When you reach the line that contains "Target: hillside", give it back exactly along with each line after it to the end of the entries; skip any pictures.

/---

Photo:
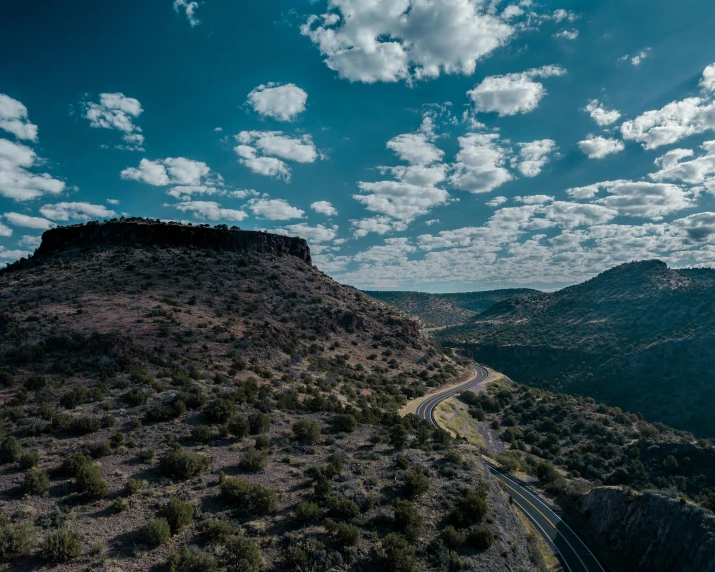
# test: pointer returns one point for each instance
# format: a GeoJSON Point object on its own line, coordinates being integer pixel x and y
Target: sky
{"type": "Point", "coordinates": [431, 145]}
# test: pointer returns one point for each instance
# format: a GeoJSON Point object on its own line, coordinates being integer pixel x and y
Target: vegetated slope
{"type": "Point", "coordinates": [638, 336]}
{"type": "Point", "coordinates": [437, 310]}
{"type": "Point", "coordinates": [229, 398]}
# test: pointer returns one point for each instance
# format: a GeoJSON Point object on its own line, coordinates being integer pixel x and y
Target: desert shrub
{"type": "Point", "coordinates": [178, 514]}
{"type": "Point", "coordinates": [29, 459]}
{"type": "Point", "coordinates": [16, 540]}
{"type": "Point", "coordinates": [183, 465]}
{"type": "Point", "coordinates": [218, 531]}
{"type": "Point", "coordinates": [89, 481]}
{"type": "Point", "coordinates": [307, 511]}
{"type": "Point", "coordinates": [35, 482]}
{"type": "Point", "coordinates": [155, 532]}
{"type": "Point", "coordinates": [396, 555]}
{"type": "Point", "coordinates": [248, 496]}
{"type": "Point", "coordinates": [10, 450]}
{"type": "Point", "coordinates": [253, 460]}
{"type": "Point", "coordinates": [62, 546]}
{"type": "Point", "coordinates": [192, 559]}
{"type": "Point", "coordinates": [219, 410]}
{"type": "Point", "coordinates": [480, 537]}
{"type": "Point", "coordinates": [345, 534]}
{"type": "Point", "coordinates": [241, 555]}
{"type": "Point", "coordinates": [201, 433]}
{"type": "Point", "coordinates": [408, 519]}
{"type": "Point", "coordinates": [306, 431]}
{"type": "Point", "coordinates": [345, 423]}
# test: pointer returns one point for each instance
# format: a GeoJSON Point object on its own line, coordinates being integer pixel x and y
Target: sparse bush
{"type": "Point", "coordinates": [306, 431]}
{"type": "Point", "coordinates": [183, 465]}
{"type": "Point", "coordinates": [36, 482]}
{"type": "Point", "coordinates": [178, 514]}
{"type": "Point", "coordinates": [155, 532]}
{"type": "Point", "coordinates": [62, 546]}
{"type": "Point", "coordinates": [191, 559]}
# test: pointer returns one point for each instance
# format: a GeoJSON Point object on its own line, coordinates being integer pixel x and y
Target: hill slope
{"type": "Point", "coordinates": [437, 310]}
{"type": "Point", "coordinates": [235, 391]}
{"type": "Point", "coordinates": [639, 336]}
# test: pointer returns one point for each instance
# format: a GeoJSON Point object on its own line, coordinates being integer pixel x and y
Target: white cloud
{"type": "Point", "coordinates": [512, 93]}
{"type": "Point", "coordinates": [274, 209]}
{"type": "Point", "coordinates": [75, 211]}
{"type": "Point", "coordinates": [16, 182]}
{"type": "Point", "coordinates": [392, 40]}
{"type": "Point", "coordinates": [600, 147]}
{"type": "Point", "coordinates": [189, 9]}
{"type": "Point", "coordinates": [282, 102]}
{"type": "Point", "coordinates": [26, 221]}
{"type": "Point", "coordinates": [534, 155]}
{"type": "Point", "coordinates": [324, 207]}
{"type": "Point", "coordinates": [116, 111]}
{"type": "Point", "coordinates": [13, 118]}
{"type": "Point", "coordinates": [210, 210]}
{"type": "Point", "coordinates": [480, 163]}
{"type": "Point", "coordinates": [600, 114]}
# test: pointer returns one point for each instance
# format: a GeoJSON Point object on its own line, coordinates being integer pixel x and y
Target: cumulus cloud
{"type": "Point", "coordinates": [18, 219]}
{"type": "Point", "coordinates": [118, 112]}
{"type": "Point", "coordinates": [189, 9]}
{"type": "Point", "coordinates": [16, 181]}
{"type": "Point", "coordinates": [75, 211]}
{"type": "Point", "coordinates": [600, 114]}
{"type": "Point", "coordinates": [324, 207]}
{"type": "Point", "coordinates": [210, 211]}
{"type": "Point", "coordinates": [388, 40]}
{"type": "Point", "coordinates": [600, 147]}
{"type": "Point", "coordinates": [281, 102]}
{"type": "Point", "coordinates": [512, 93]}
{"type": "Point", "coordinates": [265, 152]}
{"type": "Point", "coordinates": [274, 209]}
{"type": "Point", "coordinates": [13, 118]}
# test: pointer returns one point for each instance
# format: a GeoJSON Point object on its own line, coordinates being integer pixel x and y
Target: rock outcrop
{"type": "Point", "coordinates": [146, 232]}
{"type": "Point", "coordinates": [650, 532]}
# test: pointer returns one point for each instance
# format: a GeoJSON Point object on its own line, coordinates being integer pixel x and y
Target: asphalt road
{"type": "Point", "coordinates": [573, 553]}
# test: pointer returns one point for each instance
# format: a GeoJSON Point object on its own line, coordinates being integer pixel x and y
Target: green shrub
{"type": "Point", "coordinates": [191, 559]}
{"type": "Point", "coordinates": [480, 537]}
{"type": "Point", "coordinates": [16, 540]}
{"type": "Point", "coordinates": [183, 465]}
{"type": "Point", "coordinates": [62, 546]}
{"type": "Point", "coordinates": [307, 511]}
{"type": "Point", "coordinates": [345, 534]}
{"type": "Point", "coordinates": [248, 496]}
{"type": "Point", "coordinates": [241, 555]}
{"type": "Point", "coordinates": [178, 514]}
{"type": "Point", "coordinates": [10, 450]}
{"type": "Point", "coordinates": [35, 482]}
{"type": "Point", "coordinates": [408, 519]}
{"type": "Point", "coordinates": [89, 481]}
{"type": "Point", "coordinates": [253, 460]}
{"type": "Point", "coordinates": [155, 532]}
{"type": "Point", "coordinates": [306, 431]}
{"type": "Point", "coordinates": [201, 433]}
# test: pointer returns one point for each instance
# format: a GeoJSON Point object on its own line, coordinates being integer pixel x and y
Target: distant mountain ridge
{"type": "Point", "coordinates": [438, 310]}
{"type": "Point", "coordinates": [639, 336]}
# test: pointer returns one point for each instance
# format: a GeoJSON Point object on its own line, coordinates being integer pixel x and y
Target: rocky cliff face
{"type": "Point", "coordinates": [650, 532]}
{"type": "Point", "coordinates": [143, 232]}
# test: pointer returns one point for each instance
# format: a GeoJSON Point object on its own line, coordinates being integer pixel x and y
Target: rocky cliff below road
{"type": "Point", "coordinates": [650, 532]}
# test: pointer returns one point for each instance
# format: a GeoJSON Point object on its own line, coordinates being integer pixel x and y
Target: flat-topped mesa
{"type": "Point", "coordinates": [147, 232]}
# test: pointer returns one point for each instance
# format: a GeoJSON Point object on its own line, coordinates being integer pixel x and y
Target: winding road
{"type": "Point", "coordinates": [573, 553]}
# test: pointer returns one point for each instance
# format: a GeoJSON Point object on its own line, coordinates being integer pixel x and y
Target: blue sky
{"type": "Point", "coordinates": [436, 145]}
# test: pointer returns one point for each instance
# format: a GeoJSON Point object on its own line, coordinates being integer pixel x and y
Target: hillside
{"type": "Point", "coordinates": [638, 336]}
{"type": "Point", "coordinates": [208, 398]}
{"type": "Point", "coordinates": [438, 310]}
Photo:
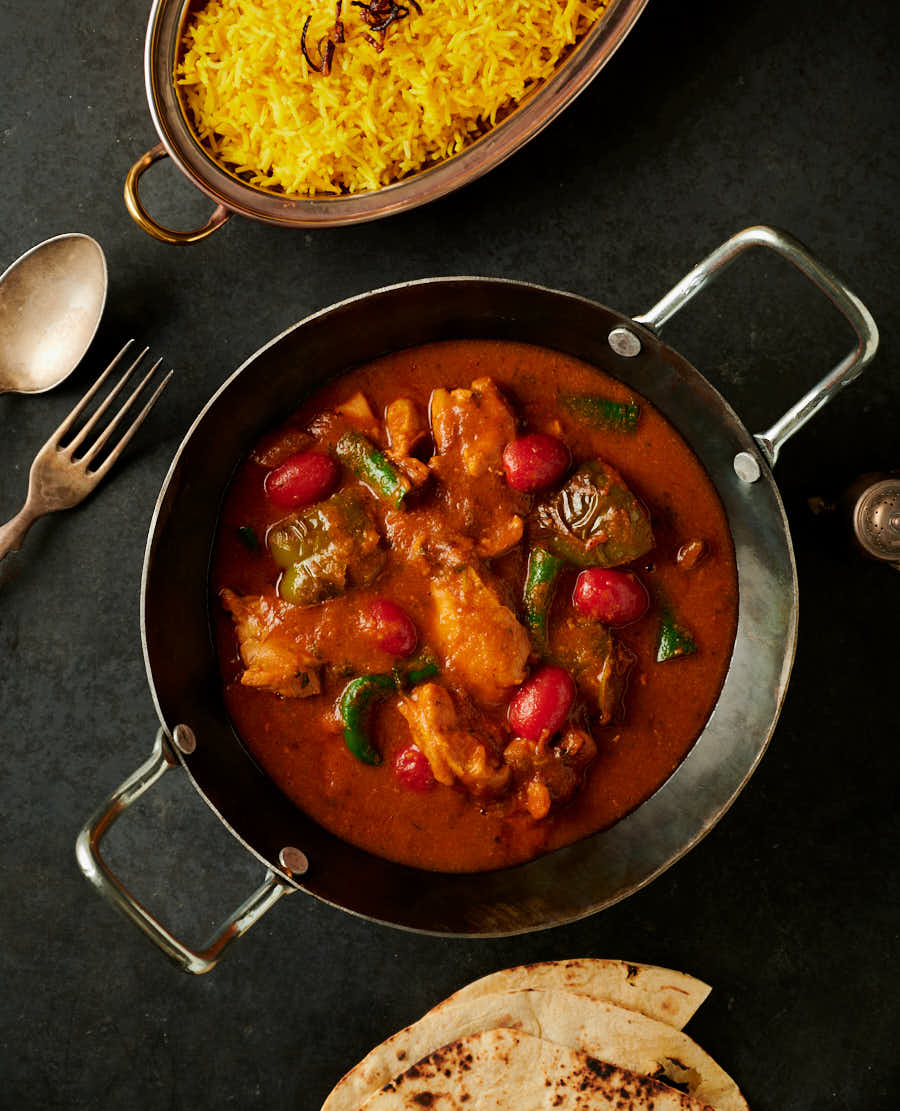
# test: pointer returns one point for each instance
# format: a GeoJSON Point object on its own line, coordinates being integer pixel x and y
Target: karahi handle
{"type": "Point", "coordinates": [142, 218]}
{"type": "Point", "coordinates": [99, 874]}
{"type": "Point", "coordinates": [845, 300]}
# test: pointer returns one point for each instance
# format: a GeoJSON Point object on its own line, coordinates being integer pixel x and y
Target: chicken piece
{"type": "Point", "coordinates": [598, 662]}
{"type": "Point", "coordinates": [351, 416]}
{"type": "Point", "coordinates": [470, 429]}
{"type": "Point", "coordinates": [279, 446]}
{"type": "Point", "coordinates": [423, 537]}
{"type": "Point", "coordinates": [477, 423]}
{"type": "Point", "coordinates": [358, 414]}
{"type": "Point", "coordinates": [479, 637]}
{"type": "Point", "coordinates": [503, 534]}
{"type": "Point", "coordinates": [273, 659]}
{"type": "Point", "coordinates": [407, 429]}
{"type": "Point", "coordinates": [453, 750]}
{"type": "Point", "coordinates": [550, 774]}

\---

* **Solution for this exercise**
Target: hillside
{"type": "Point", "coordinates": [638, 336]}
{"type": "Point", "coordinates": [208, 398]}
{"type": "Point", "coordinates": [438, 310]}
Photo:
# test: pointer returns one point for each instance
# format: a GeoJSON Point object on its own line, coordinates being integer pixel x and y
Target: karahi handle
{"type": "Point", "coordinates": [142, 218]}
{"type": "Point", "coordinates": [99, 874]}
{"type": "Point", "coordinates": [845, 300]}
# test: pointer returns one point for each instance
# format: a GeoJSON Point object on its own line, coordinates being integer pixel x and y
Target: chicken piece
{"type": "Point", "coordinates": [598, 662]}
{"type": "Point", "coordinates": [351, 416]}
{"type": "Point", "coordinates": [470, 429]}
{"type": "Point", "coordinates": [279, 446]}
{"type": "Point", "coordinates": [423, 537]}
{"type": "Point", "coordinates": [477, 423]}
{"type": "Point", "coordinates": [358, 414]}
{"type": "Point", "coordinates": [479, 637]}
{"type": "Point", "coordinates": [503, 534]}
{"type": "Point", "coordinates": [273, 659]}
{"type": "Point", "coordinates": [407, 429]}
{"type": "Point", "coordinates": [453, 750]}
{"type": "Point", "coordinates": [550, 774]}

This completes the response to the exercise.